• What is expected: Take the line containing "Wildlife camera-trap request: tag the white upper" in the listing below and copy it, along with every line after it, without alteration.

※ ※ ※

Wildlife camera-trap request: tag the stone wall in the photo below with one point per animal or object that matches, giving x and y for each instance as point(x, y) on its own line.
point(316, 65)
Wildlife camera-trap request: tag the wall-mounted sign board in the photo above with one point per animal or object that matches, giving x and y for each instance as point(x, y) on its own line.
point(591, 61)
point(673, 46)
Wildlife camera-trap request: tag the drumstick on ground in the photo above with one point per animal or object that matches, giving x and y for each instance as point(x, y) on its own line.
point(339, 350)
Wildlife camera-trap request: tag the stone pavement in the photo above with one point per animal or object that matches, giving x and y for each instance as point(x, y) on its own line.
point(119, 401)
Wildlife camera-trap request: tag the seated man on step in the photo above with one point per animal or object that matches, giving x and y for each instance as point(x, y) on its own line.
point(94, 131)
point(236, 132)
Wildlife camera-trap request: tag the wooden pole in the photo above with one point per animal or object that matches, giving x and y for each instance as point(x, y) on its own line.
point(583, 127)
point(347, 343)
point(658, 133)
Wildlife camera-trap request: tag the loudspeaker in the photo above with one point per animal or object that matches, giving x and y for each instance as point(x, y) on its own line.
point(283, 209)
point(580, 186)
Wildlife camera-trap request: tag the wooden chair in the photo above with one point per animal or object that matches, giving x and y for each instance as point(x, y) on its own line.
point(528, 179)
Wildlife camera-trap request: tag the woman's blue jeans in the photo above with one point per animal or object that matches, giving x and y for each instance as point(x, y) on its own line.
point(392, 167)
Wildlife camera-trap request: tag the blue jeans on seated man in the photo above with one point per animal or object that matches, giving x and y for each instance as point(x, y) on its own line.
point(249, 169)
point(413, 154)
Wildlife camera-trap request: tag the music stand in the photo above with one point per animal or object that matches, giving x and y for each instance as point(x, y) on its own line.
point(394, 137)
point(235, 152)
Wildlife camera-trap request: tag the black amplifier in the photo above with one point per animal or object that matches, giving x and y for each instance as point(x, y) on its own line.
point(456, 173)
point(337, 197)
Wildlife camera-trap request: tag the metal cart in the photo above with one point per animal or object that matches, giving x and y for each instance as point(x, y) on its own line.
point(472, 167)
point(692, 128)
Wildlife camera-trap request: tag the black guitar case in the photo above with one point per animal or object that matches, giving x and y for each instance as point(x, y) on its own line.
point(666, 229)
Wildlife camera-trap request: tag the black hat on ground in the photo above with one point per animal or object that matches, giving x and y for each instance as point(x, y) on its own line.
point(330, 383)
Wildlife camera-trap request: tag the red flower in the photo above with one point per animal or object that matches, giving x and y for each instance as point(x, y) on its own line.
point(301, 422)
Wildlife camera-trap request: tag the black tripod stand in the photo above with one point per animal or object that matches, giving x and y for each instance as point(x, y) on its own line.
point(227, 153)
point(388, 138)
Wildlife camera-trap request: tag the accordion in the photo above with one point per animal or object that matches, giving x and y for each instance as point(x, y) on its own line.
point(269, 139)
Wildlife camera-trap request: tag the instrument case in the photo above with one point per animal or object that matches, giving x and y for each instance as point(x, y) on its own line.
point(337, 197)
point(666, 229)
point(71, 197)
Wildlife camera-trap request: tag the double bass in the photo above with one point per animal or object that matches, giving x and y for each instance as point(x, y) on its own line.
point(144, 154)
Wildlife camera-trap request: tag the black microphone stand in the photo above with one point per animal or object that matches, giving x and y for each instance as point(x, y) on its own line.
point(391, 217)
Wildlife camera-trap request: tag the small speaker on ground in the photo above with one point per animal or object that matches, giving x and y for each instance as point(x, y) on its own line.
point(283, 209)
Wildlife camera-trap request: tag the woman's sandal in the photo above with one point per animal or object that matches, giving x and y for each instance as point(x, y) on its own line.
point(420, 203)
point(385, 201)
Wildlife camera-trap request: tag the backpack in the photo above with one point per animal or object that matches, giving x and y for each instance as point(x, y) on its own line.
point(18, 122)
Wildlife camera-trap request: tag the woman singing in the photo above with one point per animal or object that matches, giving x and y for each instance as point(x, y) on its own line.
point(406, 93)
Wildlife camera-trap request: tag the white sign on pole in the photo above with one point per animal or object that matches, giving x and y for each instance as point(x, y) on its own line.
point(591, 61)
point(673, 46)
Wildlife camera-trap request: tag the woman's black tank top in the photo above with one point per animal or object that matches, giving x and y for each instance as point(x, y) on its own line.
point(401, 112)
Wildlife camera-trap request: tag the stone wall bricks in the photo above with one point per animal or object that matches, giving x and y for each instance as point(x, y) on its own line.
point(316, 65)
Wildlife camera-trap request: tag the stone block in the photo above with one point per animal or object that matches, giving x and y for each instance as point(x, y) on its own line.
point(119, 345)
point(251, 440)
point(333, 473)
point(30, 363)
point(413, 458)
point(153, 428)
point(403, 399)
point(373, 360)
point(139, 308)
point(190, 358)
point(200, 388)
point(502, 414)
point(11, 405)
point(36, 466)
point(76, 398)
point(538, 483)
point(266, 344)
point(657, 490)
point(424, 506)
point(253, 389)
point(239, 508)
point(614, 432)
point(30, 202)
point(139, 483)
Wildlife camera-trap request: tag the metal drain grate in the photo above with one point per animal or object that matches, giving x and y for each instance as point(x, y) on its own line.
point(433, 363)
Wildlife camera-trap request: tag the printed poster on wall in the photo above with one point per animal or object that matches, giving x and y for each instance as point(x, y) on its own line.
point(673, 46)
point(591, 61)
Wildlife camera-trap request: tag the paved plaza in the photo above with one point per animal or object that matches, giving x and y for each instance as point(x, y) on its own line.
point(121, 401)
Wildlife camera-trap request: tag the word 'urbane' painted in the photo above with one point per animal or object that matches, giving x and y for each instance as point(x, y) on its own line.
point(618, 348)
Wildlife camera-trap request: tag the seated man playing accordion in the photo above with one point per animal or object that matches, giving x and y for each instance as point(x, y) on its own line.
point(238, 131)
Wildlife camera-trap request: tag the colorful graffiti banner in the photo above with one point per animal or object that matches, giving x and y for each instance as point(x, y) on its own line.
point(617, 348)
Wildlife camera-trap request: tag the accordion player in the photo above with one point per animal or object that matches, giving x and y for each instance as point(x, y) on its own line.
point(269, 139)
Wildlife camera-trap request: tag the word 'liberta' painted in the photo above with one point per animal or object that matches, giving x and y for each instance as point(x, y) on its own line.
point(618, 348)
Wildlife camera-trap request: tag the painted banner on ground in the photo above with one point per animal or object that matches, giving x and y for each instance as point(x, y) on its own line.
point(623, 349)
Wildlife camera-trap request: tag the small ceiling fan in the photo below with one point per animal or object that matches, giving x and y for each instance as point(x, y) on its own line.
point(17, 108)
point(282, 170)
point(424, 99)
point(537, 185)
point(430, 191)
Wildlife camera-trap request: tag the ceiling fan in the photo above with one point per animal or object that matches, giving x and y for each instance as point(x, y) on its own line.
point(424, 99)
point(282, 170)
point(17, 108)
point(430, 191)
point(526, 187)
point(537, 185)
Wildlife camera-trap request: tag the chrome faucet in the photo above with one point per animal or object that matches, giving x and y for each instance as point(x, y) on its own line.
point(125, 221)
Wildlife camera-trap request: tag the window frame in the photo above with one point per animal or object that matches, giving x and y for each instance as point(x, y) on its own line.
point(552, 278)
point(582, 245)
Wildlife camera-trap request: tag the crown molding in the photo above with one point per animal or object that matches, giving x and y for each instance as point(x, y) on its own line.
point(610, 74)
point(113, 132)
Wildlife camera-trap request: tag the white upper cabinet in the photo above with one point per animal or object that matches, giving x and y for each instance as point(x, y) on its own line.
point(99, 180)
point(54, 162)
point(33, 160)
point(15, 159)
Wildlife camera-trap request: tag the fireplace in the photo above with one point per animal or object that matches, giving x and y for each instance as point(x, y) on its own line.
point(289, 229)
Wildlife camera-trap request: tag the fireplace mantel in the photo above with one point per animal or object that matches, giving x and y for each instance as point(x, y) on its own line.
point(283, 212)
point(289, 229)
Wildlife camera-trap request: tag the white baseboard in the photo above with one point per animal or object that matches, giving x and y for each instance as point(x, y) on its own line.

※ ※ ※

• Exercise answer:
Wildlife camera-trap request: tag the white upper cabinet in the photo above with one point per animal or object that matches, giving x and y for each instance as point(x, y) on its own line.
point(99, 180)
point(54, 162)
point(33, 160)
point(15, 159)
Wildlife camera-trap request: tag the fireplace in the photo above with one point per animal or object that matches, giving x and y for each instance as point(x, y) on its own line.
point(289, 229)
Wildlife camera-trap request: tag the fireplace mantel in the photo above with one point per animal or object that matches, giving x and y for each instance as point(x, y) on its own line.
point(283, 212)
point(289, 229)
Wildlife camera-trap request: tag the white baseboard in the photo above with one point per animal or object that matches, giving x and y for each instance as point(x, y) on its own line.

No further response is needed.